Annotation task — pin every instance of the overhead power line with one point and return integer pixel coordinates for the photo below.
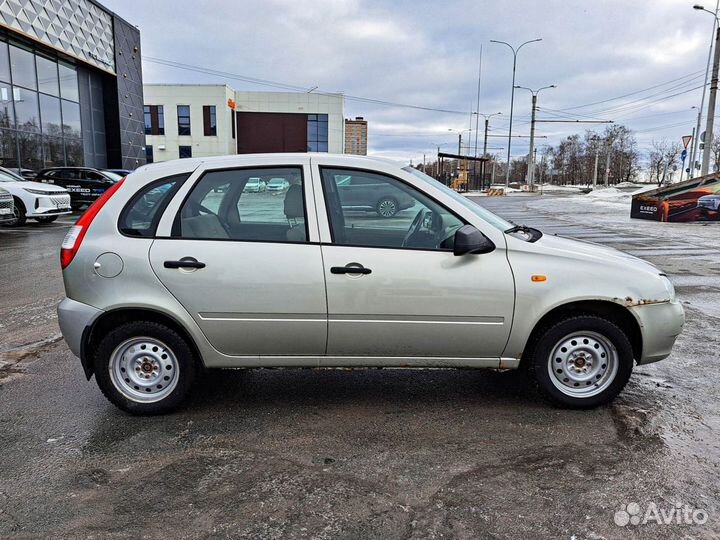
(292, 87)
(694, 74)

==

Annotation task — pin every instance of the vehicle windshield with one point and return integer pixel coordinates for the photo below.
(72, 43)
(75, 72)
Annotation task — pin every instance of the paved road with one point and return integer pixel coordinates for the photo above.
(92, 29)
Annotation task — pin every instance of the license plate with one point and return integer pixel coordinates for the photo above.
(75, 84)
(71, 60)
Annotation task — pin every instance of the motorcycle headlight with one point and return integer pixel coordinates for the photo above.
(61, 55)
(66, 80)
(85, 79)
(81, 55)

- **Goal of the exercise**
Select every line in the data above that contains the word "integer", and reproduce those lines in their original order.

- **Result of this task**
Annotation task — pin every instance of the overhead power line with one point and return integer pixel coordinates for the photo below.
Annotation task — pin every instance of the vehicle windshield with one point and return integer pixel coordinates for the photo below.
Annotation task — pin every instance of the paved road with one point and return integer pixel coordinates for the photo above.
Annotation task — pin every instance of the license plate with one point and return integer pixel coordinates for the photo above.
Annotation task — pin every instance of the motorcycle headlight with one point and return integer pixel coordinates for the photo above.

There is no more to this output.